▶ _What to produce_:
Can you rewrite every line of the records below as a Markdown table with the columns `Row` and `Text`, numbering each row and skipping blank lines?

━━━ Material shown ━━━

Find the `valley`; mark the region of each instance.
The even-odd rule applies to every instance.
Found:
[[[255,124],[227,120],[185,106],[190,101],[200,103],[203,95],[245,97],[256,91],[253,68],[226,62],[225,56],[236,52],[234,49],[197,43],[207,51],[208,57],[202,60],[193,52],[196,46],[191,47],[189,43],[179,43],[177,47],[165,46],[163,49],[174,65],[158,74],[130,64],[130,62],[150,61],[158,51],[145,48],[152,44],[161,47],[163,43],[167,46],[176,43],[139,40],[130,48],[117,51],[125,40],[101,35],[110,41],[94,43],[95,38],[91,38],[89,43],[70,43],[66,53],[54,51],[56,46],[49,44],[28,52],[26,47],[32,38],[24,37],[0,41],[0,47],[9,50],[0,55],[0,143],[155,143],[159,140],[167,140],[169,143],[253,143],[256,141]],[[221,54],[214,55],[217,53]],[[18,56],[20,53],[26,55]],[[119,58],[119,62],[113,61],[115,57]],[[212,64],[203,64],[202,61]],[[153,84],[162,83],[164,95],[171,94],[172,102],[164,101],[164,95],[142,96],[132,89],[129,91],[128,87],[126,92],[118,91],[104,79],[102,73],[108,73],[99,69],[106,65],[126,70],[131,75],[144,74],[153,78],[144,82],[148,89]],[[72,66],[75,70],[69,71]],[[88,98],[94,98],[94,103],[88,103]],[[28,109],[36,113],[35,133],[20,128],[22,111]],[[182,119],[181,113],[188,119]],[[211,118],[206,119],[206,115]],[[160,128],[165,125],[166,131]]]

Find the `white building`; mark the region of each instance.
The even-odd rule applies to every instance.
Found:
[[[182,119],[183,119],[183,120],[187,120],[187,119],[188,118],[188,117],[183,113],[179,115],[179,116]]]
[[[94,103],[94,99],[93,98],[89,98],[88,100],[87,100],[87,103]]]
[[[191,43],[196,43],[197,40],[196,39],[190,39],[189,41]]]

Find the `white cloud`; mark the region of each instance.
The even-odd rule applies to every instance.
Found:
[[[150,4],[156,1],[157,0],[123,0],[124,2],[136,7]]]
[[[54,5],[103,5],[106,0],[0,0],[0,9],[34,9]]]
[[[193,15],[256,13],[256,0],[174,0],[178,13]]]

━━━

▶ _Exercise solution_:
| Row | Text |
|---|---|
| 1 | Find the `valley`; mark the region of each instance. |
| 2 | The even-odd rule applies to every instance. |
| 3 | Found: |
| 4 | [[[255,124],[227,120],[185,106],[190,101],[200,103],[203,95],[245,97],[256,91],[253,68],[226,62],[225,56],[236,52],[234,49],[197,43],[207,51],[208,57],[202,60],[193,52],[196,46],[191,47],[189,43],[179,43],[177,47],[165,46],[163,49],[174,65],[158,74],[130,64],[130,62],[150,61],[158,51],[145,48],[152,44],[161,47],[163,43],[167,46],[176,43],[139,40],[130,48],[117,51],[125,40],[101,35],[110,41],[94,43],[95,38],[91,38],[89,43],[70,43],[66,53],[54,51],[56,46],[49,44],[28,52],[26,47],[32,38],[24,37],[0,41],[0,47],[9,50],[0,55],[0,143],[155,143],[159,140],[167,140],[169,143],[253,143],[256,141]],[[221,54],[214,55],[217,53]],[[18,56],[20,53],[26,55]],[[119,58],[119,62],[113,61],[115,57]],[[212,64],[203,64],[202,61]],[[153,84],[162,83],[164,95],[171,94],[172,102],[164,101],[164,95],[142,96],[132,89],[129,91],[128,87],[126,92],[118,91],[104,79],[102,73],[108,73],[99,69],[106,65],[126,70],[131,75],[144,74],[153,78],[144,82],[148,89]],[[72,66],[75,70],[69,71]],[[88,98],[94,98],[94,103],[88,103]],[[28,109],[36,113],[35,133],[20,128],[22,111]],[[182,119],[181,113],[188,119]],[[211,118],[206,119],[206,115]],[[160,128],[165,125],[166,131]]] |
| 5 | Find the `white building`; mark the region of each instance. |
| 6 | The even-odd rule applies to every instance. |
| 7 | Found: |
| 8 | [[[182,119],[183,119],[183,120],[187,120],[187,119],[188,118],[188,117],[183,113],[179,115],[179,116]]] |
| 9 | [[[94,103],[94,99],[93,98],[89,98],[88,100],[87,100],[87,103]]] |
| 10 | [[[191,43],[196,43],[197,40],[196,39],[190,39],[189,41]]] |
| 11 | Find the `white cloud`; mark the region of each instance. |
| 12 | The even-odd rule applies to every instance. |
| 13 | Found: |
| 14 | [[[150,4],[156,1],[157,0],[123,0],[124,2],[136,7]]] |
| 15 | [[[54,5],[103,5],[106,0],[0,0],[0,9],[34,9]]] |
| 16 | [[[193,15],[256,13],[256,0],[174,0],[178,13]]] |